:: Problem requirements ::
Go through the listing and set it down exactly, leaving out its pictures.

:: Provided data ::
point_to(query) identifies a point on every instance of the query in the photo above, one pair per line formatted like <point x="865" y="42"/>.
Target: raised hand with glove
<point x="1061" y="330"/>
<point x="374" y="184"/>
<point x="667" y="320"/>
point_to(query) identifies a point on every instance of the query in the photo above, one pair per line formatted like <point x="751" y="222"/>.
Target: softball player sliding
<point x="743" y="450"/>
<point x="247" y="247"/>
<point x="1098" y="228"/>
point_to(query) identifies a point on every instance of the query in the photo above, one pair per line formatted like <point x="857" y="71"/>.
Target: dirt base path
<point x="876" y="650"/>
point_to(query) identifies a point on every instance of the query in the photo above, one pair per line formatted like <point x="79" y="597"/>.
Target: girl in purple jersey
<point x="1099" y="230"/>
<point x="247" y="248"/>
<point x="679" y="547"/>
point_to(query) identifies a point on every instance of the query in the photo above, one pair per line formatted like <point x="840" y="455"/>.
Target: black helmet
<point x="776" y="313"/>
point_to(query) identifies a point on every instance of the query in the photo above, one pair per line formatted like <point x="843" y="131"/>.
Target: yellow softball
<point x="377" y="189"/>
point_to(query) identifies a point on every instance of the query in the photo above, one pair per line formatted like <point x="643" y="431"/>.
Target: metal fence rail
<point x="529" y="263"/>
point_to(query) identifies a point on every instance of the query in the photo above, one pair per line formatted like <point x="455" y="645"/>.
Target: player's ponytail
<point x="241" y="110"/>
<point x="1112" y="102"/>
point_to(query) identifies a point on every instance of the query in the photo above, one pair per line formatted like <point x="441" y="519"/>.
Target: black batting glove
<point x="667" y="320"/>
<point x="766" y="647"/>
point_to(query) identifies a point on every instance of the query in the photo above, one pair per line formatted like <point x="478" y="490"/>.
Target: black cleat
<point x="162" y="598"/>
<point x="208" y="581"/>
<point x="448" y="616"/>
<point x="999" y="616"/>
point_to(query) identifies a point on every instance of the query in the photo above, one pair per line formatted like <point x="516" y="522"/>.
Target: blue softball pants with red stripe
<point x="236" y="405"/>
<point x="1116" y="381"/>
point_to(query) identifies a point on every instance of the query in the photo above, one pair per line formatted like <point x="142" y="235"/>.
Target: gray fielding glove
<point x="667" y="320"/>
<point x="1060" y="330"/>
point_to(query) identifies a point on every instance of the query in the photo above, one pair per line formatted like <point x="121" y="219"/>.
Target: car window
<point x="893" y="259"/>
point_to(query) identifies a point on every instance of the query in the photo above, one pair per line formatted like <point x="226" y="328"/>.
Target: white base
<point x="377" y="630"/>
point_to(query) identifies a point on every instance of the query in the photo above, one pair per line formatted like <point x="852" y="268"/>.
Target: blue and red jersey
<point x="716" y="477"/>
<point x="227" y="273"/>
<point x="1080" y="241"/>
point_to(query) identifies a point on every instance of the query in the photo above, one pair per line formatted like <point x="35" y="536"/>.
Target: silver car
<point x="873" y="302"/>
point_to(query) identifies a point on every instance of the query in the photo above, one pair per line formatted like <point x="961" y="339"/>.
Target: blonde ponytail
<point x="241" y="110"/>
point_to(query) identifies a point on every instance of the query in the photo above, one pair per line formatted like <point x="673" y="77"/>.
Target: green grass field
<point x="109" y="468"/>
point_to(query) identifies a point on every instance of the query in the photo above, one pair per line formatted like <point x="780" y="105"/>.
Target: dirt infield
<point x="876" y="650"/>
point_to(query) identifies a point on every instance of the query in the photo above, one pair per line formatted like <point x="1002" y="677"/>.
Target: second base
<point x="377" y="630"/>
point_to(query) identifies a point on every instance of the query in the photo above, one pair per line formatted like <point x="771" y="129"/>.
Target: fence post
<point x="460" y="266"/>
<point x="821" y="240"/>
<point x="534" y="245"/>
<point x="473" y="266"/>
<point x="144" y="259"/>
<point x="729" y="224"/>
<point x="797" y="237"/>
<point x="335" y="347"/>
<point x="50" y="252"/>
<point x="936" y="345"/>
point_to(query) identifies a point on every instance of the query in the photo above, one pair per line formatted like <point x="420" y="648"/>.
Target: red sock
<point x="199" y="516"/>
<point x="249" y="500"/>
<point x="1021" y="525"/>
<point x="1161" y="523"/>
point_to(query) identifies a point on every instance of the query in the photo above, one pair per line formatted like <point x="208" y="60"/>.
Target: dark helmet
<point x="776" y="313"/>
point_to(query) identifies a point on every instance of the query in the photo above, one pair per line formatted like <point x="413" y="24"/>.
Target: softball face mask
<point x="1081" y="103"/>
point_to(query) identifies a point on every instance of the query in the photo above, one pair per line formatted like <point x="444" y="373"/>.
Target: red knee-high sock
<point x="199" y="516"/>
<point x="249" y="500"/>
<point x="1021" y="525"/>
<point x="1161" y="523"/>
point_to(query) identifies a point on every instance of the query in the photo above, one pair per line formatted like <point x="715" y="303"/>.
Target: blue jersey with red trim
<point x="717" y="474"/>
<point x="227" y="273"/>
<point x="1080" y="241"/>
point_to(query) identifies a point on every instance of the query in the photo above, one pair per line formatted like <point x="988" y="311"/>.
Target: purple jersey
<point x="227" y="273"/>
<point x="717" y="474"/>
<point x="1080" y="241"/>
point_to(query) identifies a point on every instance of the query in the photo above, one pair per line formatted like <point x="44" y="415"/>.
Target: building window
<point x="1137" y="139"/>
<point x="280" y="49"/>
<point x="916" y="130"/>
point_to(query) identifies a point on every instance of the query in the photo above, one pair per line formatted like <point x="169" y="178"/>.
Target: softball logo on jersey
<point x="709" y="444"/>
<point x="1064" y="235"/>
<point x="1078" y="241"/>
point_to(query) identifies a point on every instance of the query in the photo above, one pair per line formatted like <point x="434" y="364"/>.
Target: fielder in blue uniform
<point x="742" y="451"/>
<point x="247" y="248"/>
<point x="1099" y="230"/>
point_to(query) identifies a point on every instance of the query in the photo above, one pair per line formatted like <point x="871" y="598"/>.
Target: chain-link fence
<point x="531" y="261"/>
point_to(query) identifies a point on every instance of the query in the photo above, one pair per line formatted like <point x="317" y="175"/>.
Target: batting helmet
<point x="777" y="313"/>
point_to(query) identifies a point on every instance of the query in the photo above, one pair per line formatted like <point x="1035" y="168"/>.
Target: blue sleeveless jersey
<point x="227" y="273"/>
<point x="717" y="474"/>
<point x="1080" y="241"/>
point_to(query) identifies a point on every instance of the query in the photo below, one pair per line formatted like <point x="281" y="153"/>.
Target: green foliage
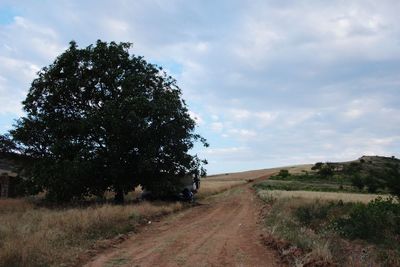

:: Answer to the problem ::
point_to(query) identifies a point on every instance of the query in the photo above, one pair per line formatted like <point x="865" y="42"/>.
Target: raised hand with glove
<point x="1061" y="330"/>
<point x="374" y="184"/>
<point x="667" y="320"/>
point_to(query) identifies a point on every instance of the query in the photo above, one pair per line formatted like <point x="751" y="222"/>.
Target: softball player sliding
<point x="743" y="450"/>
<point x="247" y="247"/>
<point x="1098" y="228"/>
point_to(query) identifies a point on every instance of the query in the photo above, one pair per line formatted like <point x="857" y="71"/>.
Target: dirt base path
<point x="876" y="650"/>
point_to(query) identifies a point on every instance of the query in the photo above, one pair per line formatted like <point x="79" y="597"/>.
Target: girl in purple jersey
<point x="1099" y="230"/>
<point x="247" y="248"/>
<point x="679" y="547"/>
point_to(query) identifies a point on every instance of the query in the photo above, one pair per line formatted like <point x="840" y="455"/>.
Target: black helmet
<point x="776" y="313"/>
point_to(query) identifies a point on every instance of the query in the photo above, one pair per line formatted like <point x="843" y="131"/>.
Target: yellow softball
<point x="377" y="189"/>
point_to(query) identifies a point on every instance of the query in the photo above, one pair per line formatted like <point x="643" y="431"/>.
Target: metal fence rail
<point x="529" y="263"/>
point_to(query) identifies a point on every instance of the query in the photo above, one pair per line formatted like <point x="455" y="645"/>.
Target: player's ponytail
<point x="241" y="110"/>
<point x="1112" y="102"/>
point_to(query) identifies a point on every instance of the query in the photo above, one pair per line formatted like <point x="441" y="519"/>.
Target: black batting glove
<point x="667" y="320"/>
<point x="766" y="647"/>
point_to(query) identifies a point on every instance of the query in the photo above, one pair per line formatted like <point x="478" y="490"/>.
Target: black cleat
<point x="162" y="598"/>
<point x="208" y="581"/>
<point x="448" y="616"/>
<point x="999" y="616"/>
point_to(query) identifies a point on every instance of the query in the photo above, one pair per line formatted like <point x="516" y="522"/>.
Target: blue softball pants with red stripe
<point x="236" y="405"/>
<point x="1116" y="381"/>
point_to(query) identifies a point on every instance of the query in the photo above, one pair per line formatted like <point x="142" y="235"/>.
Target: gray fielding glove
<point x="667" y="320"/>
<point x="1060" y="330"/>
point_to(query) identifies a point on every instance of the query in the photo above, one pair per line formatted like <point x="121" y="219"/>.
Target: car window
<point x="893" y="259"/>
point_to(query) identifies a point on every instance of the query in the photo above, one pair per line formatted like <point x="226" y="328"/>.
Target: white base
<point x="377" y="630"/>
point_to(query) identifies a point on every instance of the query in the photo above, one pair per line formatted like <point x="852" y="268"/>.
Target: blue and red jersey
<point x="716" y="477"/>
<point x="227" y="273"/>
<point x="1080" y="241"/>
point_to(query) identifies a point on every instance of the query in the photo above, one pair per line formatted like <point x="35" y="536"/>.
Target: silver car
<point x="873" y="302"/>
point_to(query) identifies a point on every instance of the query in the photo above, one pair per line formatted like <point x="961" y="339"/>.
Target: blonde ponytail
<point x="241" y="110"/>
point_to(query) identifies a point on every instance of the query in the photo above, one pair per line formatted like <point x="673" y="77"/>.
Target: green grass field
<point x="109" y="468"/>
point_to(query) identifies a point on every instance of the query in the photo above, one pair per line formatted like <point x="780" y="105"/>.
Target: dirt infield
<point x="876" y="650"/>
point_to(query) identifies a point on every instance of the query in the photo above, one pair per line formatted like <point x="1002" y="677"/>.
Target: second base
<point x="377" y="630"/>
point_to(query) identifies a point on every instance of the query in the photo above, one pair per line formatted like <point x="771" y="129"/>.
Target: fence post
<point x="460" y="266"/>
<point x="821" y="240"/>
<point x="534" y="245"/>
<point x="473" y="266"/>
<point x="144" y="259"/>
<point x="729" y="224"/>
<point x="797" y="237"/>
<point x="335" y="347"/>
<point x="50" y="252"/>
<point x="936" y="345"/>
point_to(query) identifies a point on every instance of the query in the photo above, one pair per line formatted like <point x="420" y="648"/>.
Target: red sock
<point x="199" y="516"/>
<point x="249" y="500"/>
<point x="1021" y="525"/>
<point x="1161" y="523"/>
point_to(query) identifies a point on every instance of the query in the photo above, one pair per line formatted like <point x="208" y="60"/>.
Target: dark helmet
<point x="776" y="313"/>
point_to(query) identifies a point on every instance of the query in the photo above, one pair per line formatted like <point x="413" y="24"/>.
Target: softball face mask
<point x="1081" y="103"/>
point_to(query) identifies a point on every instance of the query in the photo above, one pair per line formatted like <point x="444" y="373"/>.
Target: red knee-high sock
<point x="199" y="516"/>
<point x="249" y="500"/>
<point x="1021" y="525"/>
<point x="1161" y="523"/>
point_to(query) identifies a point on every instance of the query in the photo above, one pair per line formatted like <point x="715" y="303"/>.
Target: blue jersey with red trim
<point x="717" y="474"/>
<point x="227" y="273"/>
<point x="1080" y="241"/>
point_to(query) identifies a point on every instance of the query in the photo above, one pair per line formatted like <point x="988" y="311"/>.
Target: purple jersey
<point x="227" y="273"/>
<point x="717" y="474"/>
<point x="1080" y="241"/>
point_to(query) identifies a point on every instance of the query in the photo above, one pair per line formatted like <point x="44" y="415"/>.
Target: building window
<point x="1137" y="139"/>
<point x="280" y="49"/>
<point x="916" y="130"/>
point_to(query) identifies a point on every instance of the query in the photo above, one pair per line formatted like <point x="169" y="178"/>.
Target: softball logo on jersey
<point x="709" y="444"/>
<point x="1064" y="235"/>
<point x="1078" y="241"/>
point_to(query) identifies a point on every instance of the query in the photo above, one pair per line formatted like <point x="434" y="364"/>.
Target: fielder in blue uniform
<point x="742" y="451"/>
<point x="247" y="248"/>
<point x="1099" y="230"/>
point_to(query) identifies a point on every instance of the query in the photo above, one pair per line formatted like <point x="871" y="598"/>.
Target: chain-link fence
<point x="531" y="261"/>
point_to(query) identifies a point on every instance of the query in the photo above, one pair per line formatted like <point x="317" y="175"/>.
Target: batting helmet
<point x="777" y="313"/>
point_to(query) identifies a point on every instance of the query in the photo above, one pair per line formatted like <point x="1035" y="168"/>.
Target: blue sleeveless jersey
<point x="227" y="273"/>
<point x="717" y="474"/>
<point x="1080" y="241"/>
point_to(query) identifies a point on every instance of the query in the photo below, one pair per line formatted like <point x="281" y="153"/>.
Target: green foliage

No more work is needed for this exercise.